→ **Stated exercise**
Reproduce the listing below exactly, from its first line through the line containing "130L53 130L57 129L56", including both of those lines.

→ **Record list**
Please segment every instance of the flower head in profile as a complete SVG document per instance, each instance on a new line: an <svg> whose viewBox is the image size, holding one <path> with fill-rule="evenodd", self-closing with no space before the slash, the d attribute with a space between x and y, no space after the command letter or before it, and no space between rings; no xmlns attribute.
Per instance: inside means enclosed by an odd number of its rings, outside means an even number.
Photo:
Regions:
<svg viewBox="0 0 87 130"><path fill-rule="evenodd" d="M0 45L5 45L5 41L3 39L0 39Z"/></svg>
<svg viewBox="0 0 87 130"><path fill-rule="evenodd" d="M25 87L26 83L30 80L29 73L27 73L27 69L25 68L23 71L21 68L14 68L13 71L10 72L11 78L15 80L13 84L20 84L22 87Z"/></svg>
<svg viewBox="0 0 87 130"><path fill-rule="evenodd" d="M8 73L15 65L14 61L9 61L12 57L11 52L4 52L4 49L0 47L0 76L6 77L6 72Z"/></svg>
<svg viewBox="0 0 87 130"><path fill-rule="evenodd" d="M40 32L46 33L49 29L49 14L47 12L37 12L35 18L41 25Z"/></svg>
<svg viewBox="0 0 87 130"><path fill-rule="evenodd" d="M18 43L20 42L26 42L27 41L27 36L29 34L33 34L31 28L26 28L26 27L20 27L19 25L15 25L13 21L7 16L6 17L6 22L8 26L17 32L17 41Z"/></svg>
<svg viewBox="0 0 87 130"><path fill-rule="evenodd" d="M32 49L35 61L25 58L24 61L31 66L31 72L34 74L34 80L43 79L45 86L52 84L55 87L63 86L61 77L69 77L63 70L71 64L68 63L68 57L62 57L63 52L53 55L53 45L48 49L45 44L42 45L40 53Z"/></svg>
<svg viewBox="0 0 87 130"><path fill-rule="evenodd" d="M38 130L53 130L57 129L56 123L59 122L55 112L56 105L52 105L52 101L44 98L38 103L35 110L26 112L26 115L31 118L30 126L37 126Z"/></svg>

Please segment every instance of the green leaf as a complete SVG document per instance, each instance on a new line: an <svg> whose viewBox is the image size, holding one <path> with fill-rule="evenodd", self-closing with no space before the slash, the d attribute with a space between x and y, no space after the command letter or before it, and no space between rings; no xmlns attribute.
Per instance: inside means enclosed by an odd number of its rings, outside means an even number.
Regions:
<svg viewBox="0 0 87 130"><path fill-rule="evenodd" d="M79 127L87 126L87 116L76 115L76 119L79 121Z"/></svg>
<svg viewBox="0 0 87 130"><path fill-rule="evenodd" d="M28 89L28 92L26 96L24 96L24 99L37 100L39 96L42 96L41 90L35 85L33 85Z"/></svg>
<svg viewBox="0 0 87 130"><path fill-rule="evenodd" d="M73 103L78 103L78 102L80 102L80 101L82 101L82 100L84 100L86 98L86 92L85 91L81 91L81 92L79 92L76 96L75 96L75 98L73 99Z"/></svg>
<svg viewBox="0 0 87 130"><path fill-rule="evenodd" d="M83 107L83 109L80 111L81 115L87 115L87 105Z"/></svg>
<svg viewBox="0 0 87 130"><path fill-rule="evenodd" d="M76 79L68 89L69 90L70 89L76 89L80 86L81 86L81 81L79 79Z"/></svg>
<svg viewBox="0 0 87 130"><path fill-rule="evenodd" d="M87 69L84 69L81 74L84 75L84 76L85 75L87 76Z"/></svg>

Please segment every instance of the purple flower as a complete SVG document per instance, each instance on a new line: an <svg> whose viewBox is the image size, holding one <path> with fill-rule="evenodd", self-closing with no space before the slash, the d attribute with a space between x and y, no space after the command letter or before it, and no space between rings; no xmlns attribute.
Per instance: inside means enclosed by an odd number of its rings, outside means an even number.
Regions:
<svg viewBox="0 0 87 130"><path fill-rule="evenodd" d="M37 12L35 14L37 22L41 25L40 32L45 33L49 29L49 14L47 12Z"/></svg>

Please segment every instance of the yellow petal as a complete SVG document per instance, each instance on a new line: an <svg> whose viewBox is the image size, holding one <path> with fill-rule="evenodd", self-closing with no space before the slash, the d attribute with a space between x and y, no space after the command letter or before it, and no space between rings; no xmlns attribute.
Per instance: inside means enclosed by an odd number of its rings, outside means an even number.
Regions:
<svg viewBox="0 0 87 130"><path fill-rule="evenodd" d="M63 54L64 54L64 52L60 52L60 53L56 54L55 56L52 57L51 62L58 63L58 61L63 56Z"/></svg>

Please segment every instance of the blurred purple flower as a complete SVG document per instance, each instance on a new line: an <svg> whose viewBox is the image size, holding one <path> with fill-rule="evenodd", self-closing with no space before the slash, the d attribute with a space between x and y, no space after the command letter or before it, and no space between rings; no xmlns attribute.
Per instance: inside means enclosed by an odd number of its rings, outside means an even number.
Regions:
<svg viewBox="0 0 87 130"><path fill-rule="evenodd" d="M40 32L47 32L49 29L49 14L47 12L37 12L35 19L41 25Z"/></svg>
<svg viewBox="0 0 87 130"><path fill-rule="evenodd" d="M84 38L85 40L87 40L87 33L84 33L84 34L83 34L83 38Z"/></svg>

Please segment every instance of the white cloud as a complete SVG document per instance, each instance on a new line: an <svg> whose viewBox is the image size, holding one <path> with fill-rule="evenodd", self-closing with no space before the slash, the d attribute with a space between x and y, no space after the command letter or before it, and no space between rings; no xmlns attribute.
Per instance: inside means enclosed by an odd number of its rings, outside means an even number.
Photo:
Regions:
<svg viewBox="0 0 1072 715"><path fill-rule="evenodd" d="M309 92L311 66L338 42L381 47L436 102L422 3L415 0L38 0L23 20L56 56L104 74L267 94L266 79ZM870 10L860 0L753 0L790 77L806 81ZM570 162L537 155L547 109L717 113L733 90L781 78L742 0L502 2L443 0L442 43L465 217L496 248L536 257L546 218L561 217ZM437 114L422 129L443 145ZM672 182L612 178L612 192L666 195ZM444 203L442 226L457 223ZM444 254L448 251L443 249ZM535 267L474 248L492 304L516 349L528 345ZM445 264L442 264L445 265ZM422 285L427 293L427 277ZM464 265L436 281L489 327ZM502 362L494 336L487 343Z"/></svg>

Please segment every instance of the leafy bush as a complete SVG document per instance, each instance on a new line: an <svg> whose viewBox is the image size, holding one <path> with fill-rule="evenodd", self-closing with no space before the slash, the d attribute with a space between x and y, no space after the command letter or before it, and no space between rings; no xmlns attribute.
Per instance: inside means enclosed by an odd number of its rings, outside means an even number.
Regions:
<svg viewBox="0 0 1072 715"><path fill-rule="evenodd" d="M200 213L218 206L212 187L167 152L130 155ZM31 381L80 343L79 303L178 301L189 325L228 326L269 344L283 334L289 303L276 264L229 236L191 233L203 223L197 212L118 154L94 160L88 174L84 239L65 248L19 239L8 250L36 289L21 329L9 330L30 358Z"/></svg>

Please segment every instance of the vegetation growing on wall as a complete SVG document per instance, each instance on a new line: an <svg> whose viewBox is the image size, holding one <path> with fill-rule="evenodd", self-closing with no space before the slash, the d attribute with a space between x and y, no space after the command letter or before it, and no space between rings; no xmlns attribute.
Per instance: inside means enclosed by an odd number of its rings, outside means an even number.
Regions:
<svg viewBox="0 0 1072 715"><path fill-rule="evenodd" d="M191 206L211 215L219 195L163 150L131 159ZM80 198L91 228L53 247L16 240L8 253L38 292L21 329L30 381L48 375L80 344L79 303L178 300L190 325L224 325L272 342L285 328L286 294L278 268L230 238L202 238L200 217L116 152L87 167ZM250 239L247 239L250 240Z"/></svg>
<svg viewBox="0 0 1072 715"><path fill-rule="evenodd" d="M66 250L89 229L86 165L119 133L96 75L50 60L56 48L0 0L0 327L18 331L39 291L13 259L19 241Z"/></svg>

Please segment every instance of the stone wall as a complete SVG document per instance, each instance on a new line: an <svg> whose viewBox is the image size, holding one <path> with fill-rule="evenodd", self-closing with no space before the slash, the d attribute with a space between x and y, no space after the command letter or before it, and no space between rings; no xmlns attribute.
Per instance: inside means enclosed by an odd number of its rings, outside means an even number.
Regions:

→ **Exercise result**
Please segment every instance of the flower head in profile as a complete SVG document per instance, each instance on a new line: an <svg> whose viewBox is the image size, holding one <path> with fill-rule="evenodd", self-closing with no space before the slash, the d attribute with a space between x and y, no space after the command letter or before it, and no space between rings; no xmlns attribute.
Per instance: inside means enclosed by an odd number of its rings, outside means an even number.
Photo:
Regions:
<svg viewBox="0 0 87 130"><path fill-rule="evenodd" d="M0 45L5 45L5 41L3 39L0 39Z"/></svg>
<svg viewBox="0 0 87 130"><path fill-rule="evenodd" d="M25 87L26 83L30 80L29 73L27 73L27 69L25 68L23 71L21 68L14 68L13 71L10 72L11 78L15 80L13 84L20 84L22 87Z"/></svg>
<svg viewBox="0 0 87 130"><path fill-rule="evenodd" d="M8 73L15 65L14 61L9 61L12 57L11 52L4 52L4 49L0 47L0 76L6 77L6 72Z"/></svg>
<svg viewBox="0 0 87 130"><path fill-rule="evenodd" d="M40 32L46 33L49 29L49 14L47 12L37 12L35 18L41 25Z"/></svg>
<svg viewBox="0 0 87 130"><path fill-rule="evenodd" d="M18 43L20 42L26 42L27 41L27 36L29 34L33 34L31 28L26 28L26 27L20 27L19 25L15 25L13 21L7 16L6 17L6 22L8 26L17 32L17 41Z"/></svg>
<svg viewBox="0 0 87 130"><path fill-rule="evenodd" d="M32 49L35 61L25 58L24 61L31 66L31 72L34 74L34 80L43 79L45 86L52 84L55 87L63 86L61 77L69 77L63 70L71 64L68 63L68 57L62 57L63 52L53 55L53 45L48 49L45 44L42 45L40 53Z"/></svg>
<svg viewBox="0 0 87 130"><path fill-rule="evenodd" d="M38 130L53 130L57 129L56 123L59 122L55 112L56 105L52 105L52 101L44 98L38 103L35 110L26 112L26 115L31 118L30 126L37 126Z"/></svg>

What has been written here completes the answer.